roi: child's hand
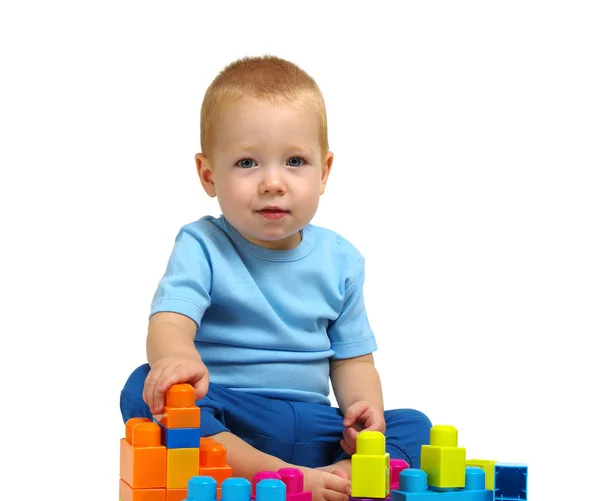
[142,356,209,415]
[300,465,351,501]
[340,401,385,456]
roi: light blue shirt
[150,216,377,405]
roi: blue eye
[235,158,256,169]
[287,157,306,167]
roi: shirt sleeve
[328,257,377,359]
[150,229,212,325]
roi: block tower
[351,425,527,501]
[119,384,231,501]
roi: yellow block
[421,425,467,489]
[352,431,390,499]
[467,459,496,491]
[167,447,200,489]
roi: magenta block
[277,468,312,501]
[390,459,409,490]
[251,471,282,499]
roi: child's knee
[120,364,152,423]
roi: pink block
[390,459,409,495]
[277,468,312,501]
[251,471,282,499]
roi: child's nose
[260,169,286,194]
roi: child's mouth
[258,209,289,220]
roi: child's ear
[195,153,217,198]
[321,151,333,195]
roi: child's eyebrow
[227,143,315,156]
[288,144,315,156]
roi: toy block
[165,383,196,409]
[351,431,390,498]
[119,479,166,501]
[166,489,187,501]
[220,477,252,501]
[392,466,494,501]
[120,418,167,489]
[277,468,312,501]
[155,421,200,449]
[185,475,217,501]
[495,463,527,501]
[466,459,496,491]
[160,406,200,429]
[166,448,200,489]
[250,470,281,499]
[198,438,232,494]
[421,425,467,489]
[388,459,409,490]
[256,478,285,501]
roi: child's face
[196,98,333,249]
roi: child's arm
[143,312,209,414]
[211,431,350,501]
[329,354,385,455]
[329,353,383,414]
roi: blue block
[256,478,285,501]
[185,476,217,501]
[221,477,252,501]
[154,420,200,449]
[392,466,494,501]
[494,463,527,501]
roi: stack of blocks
[119,384,312,501]
[351,425,527,501]
[119,384,527,501]
[119,384,231,501]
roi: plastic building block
[119,479,166,501]
[466,459,496,491]
[251,471,281,499]
[256,478,285,501]
[185,475,217,501]
[167,448,200,489]
[390,459,409,491]
[166,489,187,501]
[221,478,252,501]
[277,468,312,501]
[495,463,527,501]
[198,438,233,494]
[160,406,200,428]
[165,383,195,409]
[351,431,390,498]
[421,425,467,489]
[156,422,200,449]
[392,466,494,501]
[120,418,167,488]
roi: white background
[0,0,600,501]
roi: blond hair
[200,55,329,155]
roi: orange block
[119,479,166,501]
[200,437,227,468]
[160,406,200,428]
[165,489,187,501]
[199,438,232,491]
[120,418,167,484]
[165,383,195,407]
[166,448,200,489]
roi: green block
[352,453,390,498]
[421,445,467,489]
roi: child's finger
[340,439,356,456]
[194,373,209,400]
[323,489,349,501]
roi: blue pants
[121,364,431,468]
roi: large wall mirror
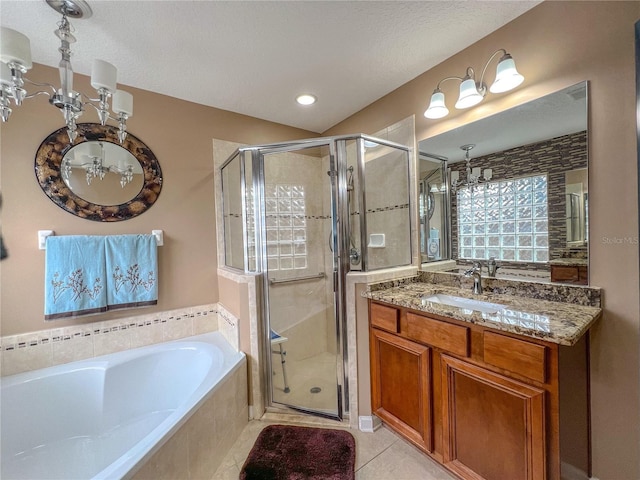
[35,123,162,222]
[419,82,589,284]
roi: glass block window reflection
[457,175,549,263]
[264,184,307,271]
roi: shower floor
[272,352,338,414]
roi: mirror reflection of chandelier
[62,142,134,188]
[0,0,133,143]
[449,143,493,193]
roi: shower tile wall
[449,131,588,269]
[365,147,411,270]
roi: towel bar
[38,230,164,250]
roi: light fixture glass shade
[91,59,118,93]
[0,27,33,70]
[489,53,524,93]
[112,90,133,117]
[456,78,483,109]
[0,62,13,87]
[424,90,449,119]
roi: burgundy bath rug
[240,425,356,480]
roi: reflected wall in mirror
[35,123,162,222]
[419,82,588,282]
[418,152,450,263]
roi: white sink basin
[422,293,505,313]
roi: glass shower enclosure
[221,135,411,419]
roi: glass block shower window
[264,184,307,271]
[457,175,549,263]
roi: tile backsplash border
[0,303,219,376]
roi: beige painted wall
[326,1,640,480]
[0,65,316,335]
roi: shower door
[256,141,346,419]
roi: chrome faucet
[464,262,482,294]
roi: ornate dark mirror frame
[35,123,162,222]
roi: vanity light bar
[38,230,164,250]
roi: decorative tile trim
[0,304,218,375]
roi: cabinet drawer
[405,313,469,357]
[370,303,400,333]
[483,332,547,382]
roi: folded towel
[44,235,107,320]
[104,235,158,310]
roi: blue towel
[44,235,107,320]
[105,235,158,310]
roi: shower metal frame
[220,133,415,420]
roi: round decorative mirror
[35,123,162,222]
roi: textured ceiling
[0,0,540,133]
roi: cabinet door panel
[371,328,432,452]
[442,355,546,480]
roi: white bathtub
[0,332,246,480]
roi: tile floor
[212,415,456,480]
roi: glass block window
[264,184,307,271]
[457,175,549,263]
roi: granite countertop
[549,258,589,267]
[362,282,602,345]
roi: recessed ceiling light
[296,93,318,105]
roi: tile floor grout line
[356,434,399,472]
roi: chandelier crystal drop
[0,0,133,143]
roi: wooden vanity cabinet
[369,301,560,480]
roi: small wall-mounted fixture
[424,49,524,119]
[0,0,133,143]
[449,143,493,193]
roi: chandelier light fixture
[424,49,524,119]
[62,142,133,188]
[449,143,493,193]
[0,0,133,143]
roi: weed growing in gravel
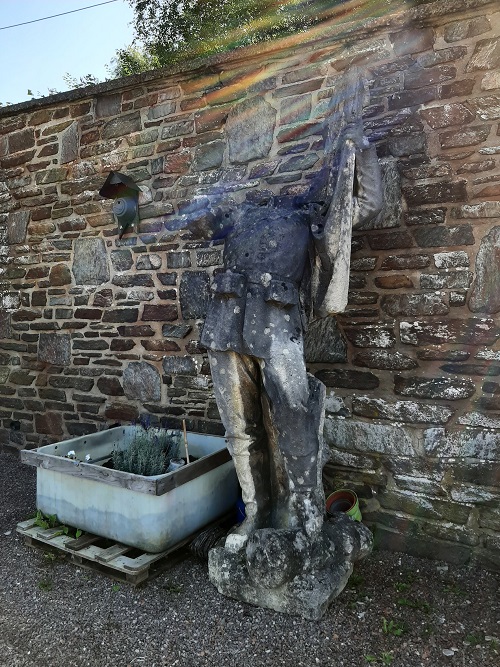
[347,572,365,588]
[32,510,82,539]
[394,581,411,593]
[162,581,182,593]
[443,584,466,597]
[365,652,394,665]
[397,598,432,614]
[38,579,53,593]
[43,551,57,565]
[465,632,484,646]
[382,617,406,637]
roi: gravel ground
[0,454,500,667]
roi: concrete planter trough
[21,426,239,553]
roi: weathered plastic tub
[21,426,239,553]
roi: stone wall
[0,0,500,568]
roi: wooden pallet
[16,519,193,586]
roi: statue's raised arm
[311,68,383,317]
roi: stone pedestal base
[208,514,373,620]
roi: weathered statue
[168,69,382,617]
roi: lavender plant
[113,428,182,477]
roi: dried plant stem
[182,419,189,465]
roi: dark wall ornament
[99,171,140,238]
----------------
Exercise objective
Rewrite the entries above from the line containing "roi: chandelier light fixture" down to the line containing "[16,519,193,586]", both ends included, with every bounding-box coordinate offset by 112 and the roi lines unchanged. Leave the pictures out.

Solution to this task
roi: chandelier light fixture
[536,161,636,231]
[174,254,245,300]
[561,255,605,305]
[112,112,245,255]
roi: weed growing in gravel
[459,684,477,700]
[144,622,194,651]
[506,693,523,705]
[274,693,294,705]
[555,696,578,709]
[477,764,506,777]
[509,710,544,726]
[150,691,165,705]
[155,663,169,677]
[577,744,596,758]
[494,729,518,749]
roi: gravel ground
[112,566,612,779]
roi: concrete planter trough
[133,538,351,665]
roi: weathered plastic tub
[133,538,351,665]
roi: stone wall
[112,112,612,680]
roi: wooden pallet
[128,631,305,698]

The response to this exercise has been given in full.